=== What you need to do ===
Return every line in the listing below that contains the string "cypress". Case counts.

=== Dataset entries ===
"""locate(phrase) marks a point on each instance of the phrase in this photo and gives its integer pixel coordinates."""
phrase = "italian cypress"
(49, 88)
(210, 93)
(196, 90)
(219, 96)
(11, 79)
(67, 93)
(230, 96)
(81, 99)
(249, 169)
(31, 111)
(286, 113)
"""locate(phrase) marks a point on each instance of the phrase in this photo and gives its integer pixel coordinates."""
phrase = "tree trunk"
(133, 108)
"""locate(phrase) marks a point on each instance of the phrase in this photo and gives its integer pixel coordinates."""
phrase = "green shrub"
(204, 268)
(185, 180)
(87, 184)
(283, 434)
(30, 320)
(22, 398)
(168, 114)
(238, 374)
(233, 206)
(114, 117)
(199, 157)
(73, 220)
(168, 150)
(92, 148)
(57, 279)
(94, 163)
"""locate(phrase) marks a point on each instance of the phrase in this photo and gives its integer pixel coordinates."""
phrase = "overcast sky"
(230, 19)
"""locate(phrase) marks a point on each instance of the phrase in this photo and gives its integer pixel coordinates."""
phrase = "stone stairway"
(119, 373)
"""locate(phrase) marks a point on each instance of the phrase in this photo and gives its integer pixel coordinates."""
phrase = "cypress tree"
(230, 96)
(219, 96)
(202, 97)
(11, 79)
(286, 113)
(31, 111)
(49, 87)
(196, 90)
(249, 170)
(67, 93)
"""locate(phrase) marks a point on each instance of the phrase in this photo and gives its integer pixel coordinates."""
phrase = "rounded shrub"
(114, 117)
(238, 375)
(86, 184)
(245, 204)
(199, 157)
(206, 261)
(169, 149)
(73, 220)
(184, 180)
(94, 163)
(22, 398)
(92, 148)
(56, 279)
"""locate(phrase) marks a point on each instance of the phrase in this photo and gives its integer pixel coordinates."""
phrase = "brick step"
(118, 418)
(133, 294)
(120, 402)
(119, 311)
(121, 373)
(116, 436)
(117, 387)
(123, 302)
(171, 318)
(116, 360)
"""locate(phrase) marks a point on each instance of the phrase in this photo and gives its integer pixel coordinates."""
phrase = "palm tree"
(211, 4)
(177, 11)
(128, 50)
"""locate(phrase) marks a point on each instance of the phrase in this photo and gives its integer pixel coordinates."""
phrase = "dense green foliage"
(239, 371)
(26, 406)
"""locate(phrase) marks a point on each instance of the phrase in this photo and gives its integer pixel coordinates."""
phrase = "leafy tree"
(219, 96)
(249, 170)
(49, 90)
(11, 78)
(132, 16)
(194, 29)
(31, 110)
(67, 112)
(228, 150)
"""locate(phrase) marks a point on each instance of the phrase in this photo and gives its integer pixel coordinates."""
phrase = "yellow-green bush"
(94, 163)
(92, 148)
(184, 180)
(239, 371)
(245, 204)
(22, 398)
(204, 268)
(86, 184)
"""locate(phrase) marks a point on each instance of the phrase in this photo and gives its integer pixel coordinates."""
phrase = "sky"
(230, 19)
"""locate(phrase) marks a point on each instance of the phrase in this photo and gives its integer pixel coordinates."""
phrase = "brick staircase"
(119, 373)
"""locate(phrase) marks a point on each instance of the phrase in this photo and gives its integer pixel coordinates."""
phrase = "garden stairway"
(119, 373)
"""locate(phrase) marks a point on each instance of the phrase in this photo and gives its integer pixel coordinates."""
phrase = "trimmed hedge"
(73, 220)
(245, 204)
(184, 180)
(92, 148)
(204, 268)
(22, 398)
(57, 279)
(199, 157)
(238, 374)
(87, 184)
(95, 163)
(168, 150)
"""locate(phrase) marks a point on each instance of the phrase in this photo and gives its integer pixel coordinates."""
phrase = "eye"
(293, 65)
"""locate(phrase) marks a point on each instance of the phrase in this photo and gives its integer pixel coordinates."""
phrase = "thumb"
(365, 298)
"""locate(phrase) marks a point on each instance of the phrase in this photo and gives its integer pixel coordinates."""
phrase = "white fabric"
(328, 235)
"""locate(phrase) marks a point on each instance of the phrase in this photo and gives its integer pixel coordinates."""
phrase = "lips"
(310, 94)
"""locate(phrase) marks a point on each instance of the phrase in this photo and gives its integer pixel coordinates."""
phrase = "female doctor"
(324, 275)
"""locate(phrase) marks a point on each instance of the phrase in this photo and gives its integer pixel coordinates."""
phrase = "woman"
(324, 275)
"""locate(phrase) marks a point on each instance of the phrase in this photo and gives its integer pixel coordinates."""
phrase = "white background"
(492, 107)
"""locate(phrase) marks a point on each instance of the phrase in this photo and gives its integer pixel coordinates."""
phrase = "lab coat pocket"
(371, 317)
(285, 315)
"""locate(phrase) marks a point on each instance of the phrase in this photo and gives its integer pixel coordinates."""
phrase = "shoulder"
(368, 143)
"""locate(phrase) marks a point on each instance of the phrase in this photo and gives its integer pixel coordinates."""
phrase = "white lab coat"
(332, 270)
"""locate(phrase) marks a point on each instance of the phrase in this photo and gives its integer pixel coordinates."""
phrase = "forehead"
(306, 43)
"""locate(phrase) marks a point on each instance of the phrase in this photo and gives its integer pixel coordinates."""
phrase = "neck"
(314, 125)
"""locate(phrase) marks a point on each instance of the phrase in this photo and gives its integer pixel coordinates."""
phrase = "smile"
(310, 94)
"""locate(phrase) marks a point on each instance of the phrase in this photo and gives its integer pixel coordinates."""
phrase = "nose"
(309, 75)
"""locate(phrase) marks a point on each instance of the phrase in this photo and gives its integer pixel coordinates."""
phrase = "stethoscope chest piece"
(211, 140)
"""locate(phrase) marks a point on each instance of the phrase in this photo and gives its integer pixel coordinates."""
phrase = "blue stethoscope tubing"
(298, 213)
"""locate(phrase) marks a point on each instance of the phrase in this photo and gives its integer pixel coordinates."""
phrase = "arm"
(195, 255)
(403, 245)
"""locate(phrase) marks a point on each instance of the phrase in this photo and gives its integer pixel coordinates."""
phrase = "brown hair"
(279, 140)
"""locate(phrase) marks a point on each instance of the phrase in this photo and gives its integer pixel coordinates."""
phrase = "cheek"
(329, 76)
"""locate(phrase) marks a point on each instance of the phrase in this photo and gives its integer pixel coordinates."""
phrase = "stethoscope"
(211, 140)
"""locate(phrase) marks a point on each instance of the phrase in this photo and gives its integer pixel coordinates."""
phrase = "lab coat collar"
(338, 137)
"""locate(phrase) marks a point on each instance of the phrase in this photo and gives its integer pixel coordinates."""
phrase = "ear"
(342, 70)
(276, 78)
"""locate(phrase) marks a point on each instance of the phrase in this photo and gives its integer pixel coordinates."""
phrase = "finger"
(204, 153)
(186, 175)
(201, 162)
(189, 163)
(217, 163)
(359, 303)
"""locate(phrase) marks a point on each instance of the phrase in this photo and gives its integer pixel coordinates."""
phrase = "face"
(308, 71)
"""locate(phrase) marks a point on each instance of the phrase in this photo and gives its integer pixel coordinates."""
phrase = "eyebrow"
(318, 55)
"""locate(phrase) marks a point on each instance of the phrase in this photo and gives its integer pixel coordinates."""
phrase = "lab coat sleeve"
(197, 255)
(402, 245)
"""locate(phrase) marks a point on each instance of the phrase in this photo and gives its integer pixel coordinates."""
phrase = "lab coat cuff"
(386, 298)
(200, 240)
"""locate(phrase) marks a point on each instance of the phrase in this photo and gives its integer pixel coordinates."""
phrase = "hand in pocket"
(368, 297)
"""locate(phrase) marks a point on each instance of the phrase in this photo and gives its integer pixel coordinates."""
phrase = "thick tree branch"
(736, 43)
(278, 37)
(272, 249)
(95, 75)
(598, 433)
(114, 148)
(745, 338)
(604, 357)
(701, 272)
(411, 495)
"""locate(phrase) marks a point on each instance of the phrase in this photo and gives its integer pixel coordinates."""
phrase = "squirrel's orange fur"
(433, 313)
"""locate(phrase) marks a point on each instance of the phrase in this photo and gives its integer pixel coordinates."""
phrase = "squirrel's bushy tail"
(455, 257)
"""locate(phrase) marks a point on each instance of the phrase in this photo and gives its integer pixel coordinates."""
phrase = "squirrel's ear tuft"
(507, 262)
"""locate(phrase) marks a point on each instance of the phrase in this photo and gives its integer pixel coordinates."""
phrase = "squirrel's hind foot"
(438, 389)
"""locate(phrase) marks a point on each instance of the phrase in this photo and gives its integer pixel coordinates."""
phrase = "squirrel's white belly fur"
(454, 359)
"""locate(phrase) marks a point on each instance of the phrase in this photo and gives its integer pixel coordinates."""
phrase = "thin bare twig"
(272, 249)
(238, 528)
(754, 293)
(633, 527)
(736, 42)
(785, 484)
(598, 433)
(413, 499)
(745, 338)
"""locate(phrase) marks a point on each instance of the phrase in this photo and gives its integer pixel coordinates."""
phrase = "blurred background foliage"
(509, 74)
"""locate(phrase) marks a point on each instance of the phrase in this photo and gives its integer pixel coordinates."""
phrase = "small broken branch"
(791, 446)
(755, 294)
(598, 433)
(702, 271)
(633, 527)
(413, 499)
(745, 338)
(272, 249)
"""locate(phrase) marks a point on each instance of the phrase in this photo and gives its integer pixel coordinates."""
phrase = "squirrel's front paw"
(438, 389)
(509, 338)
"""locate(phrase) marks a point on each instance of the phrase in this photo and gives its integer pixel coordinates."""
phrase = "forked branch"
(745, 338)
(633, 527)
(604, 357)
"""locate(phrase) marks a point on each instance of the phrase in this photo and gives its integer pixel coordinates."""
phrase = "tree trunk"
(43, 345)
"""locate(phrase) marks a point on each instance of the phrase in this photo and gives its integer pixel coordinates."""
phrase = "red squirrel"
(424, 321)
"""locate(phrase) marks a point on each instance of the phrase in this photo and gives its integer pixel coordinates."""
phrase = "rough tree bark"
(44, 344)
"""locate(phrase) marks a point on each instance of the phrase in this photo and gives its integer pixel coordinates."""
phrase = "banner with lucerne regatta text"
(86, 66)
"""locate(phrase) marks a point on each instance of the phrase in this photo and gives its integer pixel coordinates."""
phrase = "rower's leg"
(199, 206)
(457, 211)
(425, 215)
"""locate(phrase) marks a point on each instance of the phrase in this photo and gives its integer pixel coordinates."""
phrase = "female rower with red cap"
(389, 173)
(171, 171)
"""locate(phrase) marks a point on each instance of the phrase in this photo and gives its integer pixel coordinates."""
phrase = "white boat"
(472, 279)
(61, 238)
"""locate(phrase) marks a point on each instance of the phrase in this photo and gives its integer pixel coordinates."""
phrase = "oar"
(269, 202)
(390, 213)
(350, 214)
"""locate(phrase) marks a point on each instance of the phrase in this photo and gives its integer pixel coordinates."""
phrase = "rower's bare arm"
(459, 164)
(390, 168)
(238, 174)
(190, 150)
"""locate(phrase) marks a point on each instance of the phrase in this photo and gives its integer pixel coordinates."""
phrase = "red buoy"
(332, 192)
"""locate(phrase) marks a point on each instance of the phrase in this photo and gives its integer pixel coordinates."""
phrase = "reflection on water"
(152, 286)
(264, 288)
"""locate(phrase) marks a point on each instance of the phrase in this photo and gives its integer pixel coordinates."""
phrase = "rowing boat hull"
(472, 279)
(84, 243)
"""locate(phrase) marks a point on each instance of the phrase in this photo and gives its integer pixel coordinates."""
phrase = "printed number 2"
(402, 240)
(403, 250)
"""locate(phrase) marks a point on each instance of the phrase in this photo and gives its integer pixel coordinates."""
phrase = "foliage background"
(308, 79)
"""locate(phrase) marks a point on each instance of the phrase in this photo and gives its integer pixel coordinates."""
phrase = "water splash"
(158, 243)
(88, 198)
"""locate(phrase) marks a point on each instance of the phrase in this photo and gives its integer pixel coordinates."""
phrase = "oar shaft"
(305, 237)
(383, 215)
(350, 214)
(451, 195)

=== Answer to this problem ===
phrase = "italian cypress"
phrase = "cypress tree"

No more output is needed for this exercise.